Data in this exercise:
....................

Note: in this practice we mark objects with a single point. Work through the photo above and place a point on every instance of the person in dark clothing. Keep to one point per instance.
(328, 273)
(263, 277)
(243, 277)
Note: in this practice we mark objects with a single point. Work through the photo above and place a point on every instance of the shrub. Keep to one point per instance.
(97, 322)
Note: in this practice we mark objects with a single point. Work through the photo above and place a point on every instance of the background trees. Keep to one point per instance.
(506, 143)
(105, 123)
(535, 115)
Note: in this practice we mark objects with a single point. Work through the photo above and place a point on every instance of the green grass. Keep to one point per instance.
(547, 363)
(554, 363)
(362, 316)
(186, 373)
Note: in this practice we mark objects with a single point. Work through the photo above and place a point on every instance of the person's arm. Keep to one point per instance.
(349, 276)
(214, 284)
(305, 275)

....................

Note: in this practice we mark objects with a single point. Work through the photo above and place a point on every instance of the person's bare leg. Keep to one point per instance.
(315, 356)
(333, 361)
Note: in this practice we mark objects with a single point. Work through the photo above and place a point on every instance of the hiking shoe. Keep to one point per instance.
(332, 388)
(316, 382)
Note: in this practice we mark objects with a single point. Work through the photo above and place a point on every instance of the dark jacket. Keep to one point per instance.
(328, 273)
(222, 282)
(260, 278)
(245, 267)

....................

Problem details:
Which lines of the records contain the word "Work"? Locate and copy each of them, treating uppercase and lowercase as different.

Response below:
Note: in this practice we mark objects with a single point. Work through the photo above and place a point on every instance of the person in dark clothing. Keep to one point per instance.
Note: in this practice we mark objects with a single point. Work through the photo above and place a point on every instance of the shrub. Keep to one point per instance.
Note: in this practice we mark objects with a single point. Work through the photo above and place a point on every instance of the background trees. Keep to one point per instance.
Note: in this practice we mark objects with a single point. Work through the photo above and place a point on every instance of the green grass. Keep to one point per instance.
Note: in this practice we mark objects with a single point. Work through the photo above and place a point on every instance of the person's arm. Keep to one point per instance.
Note: in this practice we mark objects with a single point. Work through the photo above and place a point on every instance of the person's bare leg. Keep to one point per instance.
Note: in this practice we mark objects with a single point. Work through the photo above and place a point on every instance of the hiking shoe. Keep to one point per instance.
Note: in this practice we mark objects with a single point. Work through the photo above and place a point on every instance of the dark jacket. Keep to one point per instance.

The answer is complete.